*Your goal:* All that is wanted is an exact copy of the lines below, starting at the one that contains "Target: concrete threshold" and running to the end.

*Natural-language object grounding data:*
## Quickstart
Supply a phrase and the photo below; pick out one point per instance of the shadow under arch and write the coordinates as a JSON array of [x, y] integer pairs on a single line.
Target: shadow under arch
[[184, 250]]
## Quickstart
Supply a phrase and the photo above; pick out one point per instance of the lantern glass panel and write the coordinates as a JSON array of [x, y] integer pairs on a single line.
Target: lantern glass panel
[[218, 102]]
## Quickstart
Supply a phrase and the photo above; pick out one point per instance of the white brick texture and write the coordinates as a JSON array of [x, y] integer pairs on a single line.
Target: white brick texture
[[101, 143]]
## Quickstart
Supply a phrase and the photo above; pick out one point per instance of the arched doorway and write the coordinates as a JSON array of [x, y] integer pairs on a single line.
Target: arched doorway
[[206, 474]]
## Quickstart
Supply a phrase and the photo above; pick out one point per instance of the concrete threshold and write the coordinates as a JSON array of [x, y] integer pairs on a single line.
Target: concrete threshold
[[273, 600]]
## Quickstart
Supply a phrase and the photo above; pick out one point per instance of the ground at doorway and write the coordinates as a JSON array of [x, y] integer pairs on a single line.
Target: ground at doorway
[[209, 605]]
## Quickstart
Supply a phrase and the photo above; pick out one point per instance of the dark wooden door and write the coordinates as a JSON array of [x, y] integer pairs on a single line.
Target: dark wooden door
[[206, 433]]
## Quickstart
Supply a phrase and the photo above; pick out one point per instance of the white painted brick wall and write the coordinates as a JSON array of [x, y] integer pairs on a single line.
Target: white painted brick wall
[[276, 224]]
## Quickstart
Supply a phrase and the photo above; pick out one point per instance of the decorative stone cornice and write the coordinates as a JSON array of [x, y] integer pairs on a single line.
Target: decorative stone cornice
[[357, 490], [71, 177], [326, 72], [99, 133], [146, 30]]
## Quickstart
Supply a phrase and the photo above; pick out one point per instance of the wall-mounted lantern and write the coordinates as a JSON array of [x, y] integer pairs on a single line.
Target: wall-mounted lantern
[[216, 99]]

*Answer for the task:*
Target: concrete threshold
[[273, 600]]
## Quickstart
Supply a phrase and the photo above; pick out one point per instance of the ground at doorway and write the coordinates as a JSON array of [x, y] integer pairs on a single line.
Target: ground at doorway
[[209, 605]]
## Quickstart
Supply a phrase and the photo above; pick out one point per instance of the dark wooden door and write the coordinates as a JSON array of [x, y] integer pairs on a single line.
Target: dark wooden door
[[206, 433]]
## Quickstart
Supply a phrase and the photo above; pick out one point per instance of the white painted brick wall and write the coordinates as a JSON array of [x, y] integer pairs on a single line.
Target: white painted brick wall
[[276, 224]]
## Quickstart
Supply a phrase and the photo above; pick out one point per instance of the decorative stone cornice and write the coordinates as a JSON array of [x, y] integer pairs on a single line.
Target: decorative stone cornice
[[357, 490], [71, 177], [326, 72], [99, 133], [146, 30]]
## Quickstart
Supply a phrase and the photo above; pick out one point per instance of the wall-mounted lantern and write the coordinates as a JSON array of [x, y] integer pairs on a single line.
Target: wall-mounted lantern
[[216, 99]]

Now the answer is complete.